Während man mit dem ersten Preset einen sehr weichen Sound erhält, bietet die Speakersimulation von Preset B das Gefühl, über ein mikrofoniertes Lesliekabinett zu spielen. Der Sound ist eckiger und hat diesen röhrigen, knurrigen Lesliesound. Im folgenden Audiobeispiel habe ich den internen Jumper auf Low Gain gestellt, wodurch das Pedal meiner Meinung nach insgesamt weicher klingt.
Im High Gain Setting legt der Mini Vent eine Schippe mehr Schmutz auf die Waage, auch da zeigt sich der Sound immer noch sehr authentisch. Eine wirklich böse Verzerrung bekommt man übrigens nicht hin, schließlich ist auch ein richtiges Leslie keine Metal-Schleuder, sondern geht über AC 30 Anzerrungen nicht hinaus.

----------

[Gestellte Aufgabe 1]:
Beantworte diese Fragen zum Auszug über das Pedal Mini Vent:
(a) Welches Gefühl vermittelt die Speakersimulation von Preset B?
(b) Auf welche Einstellung war der interne Jumper im Audiobeispiel gestellt?
(c) Worüber geht ein richtiges Leslie laut Auszug nicht hinaus?
[Gestellte Aufgabe 2]: Knüpfe an den letzten Satz des Auszugs über das Pedal Mini Vent an und schreibe ihn weiter.
Die gesammelten Zeilen weiter unten werden nicht benötigt.

[Gesammelte Daten]:
----------

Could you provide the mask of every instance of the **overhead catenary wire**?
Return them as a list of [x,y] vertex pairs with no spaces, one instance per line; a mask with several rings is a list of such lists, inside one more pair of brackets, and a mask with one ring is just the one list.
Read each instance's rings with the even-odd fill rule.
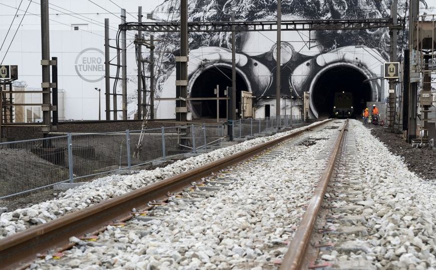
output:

----------

[Schriftliche Antwort 1]:
(a) Das Gefühl, über ein mikrofoniertes Lesliekabinett zu spielen.
(b) Auf Low Gain.
(c) Über AC 30 Anzerrungen.

[Schriftliche Antwort 2]:
Die zweite Möglichkeit, den Mini Vent zu nutzen, liegt im Einschleifweg des Gitarrenverstärkers. Hier sollte man die Speakersimulation weglassen und Preset A aktivieren, weil es sonst zu indirekt und muffig klingt. Obwohl das Pedal dabei im Mono-Modus arbeitet, klingt es immer noch nach Leslie und nicht nach Vibe. Im Gegensatz zum Vibe eignet sich der Mini Vent besser hinter der Verzerrung, weil der Sound so natürlicher klingt, denn auch bei einem echten Leslie wird die Verzerrung durch die integrierte Röhrenendstufe erzeugt und nicht durch die Speaker. Im nächsten Audiobeispiel hört ihr einen cleanen Amp mit eingeschleiftem Mini Vent.
Selbst mit High Gain Einstellungen bleibt der Ton immer klassisch und tendiert nie zum Metal. Mich hat der Sound irgendwie an Peter Frampton erinnert, denn neben Legenden wie David Gilmour und Eric Clapton hat auch er meist ein Leslie mit auf der Bühne.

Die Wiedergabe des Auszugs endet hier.